Task description: Look at the entries below and reproduce them exactly.

### Data to examine ###

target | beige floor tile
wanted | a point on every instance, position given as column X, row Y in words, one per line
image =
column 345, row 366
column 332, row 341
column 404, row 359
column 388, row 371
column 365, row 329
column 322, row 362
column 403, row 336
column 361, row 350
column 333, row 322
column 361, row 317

###

Expected output:
target | beige floor tile
wanted | a point on every instance, position given as column X, row Y in words, one per line
image =
column 345, row 366
column 332, row 341
column 404, row 359
column 388, row 371
column 365, row 329
column 322, row 362
column 403, row 336
column 361, row 350
column 333, row 322
column 361, row 317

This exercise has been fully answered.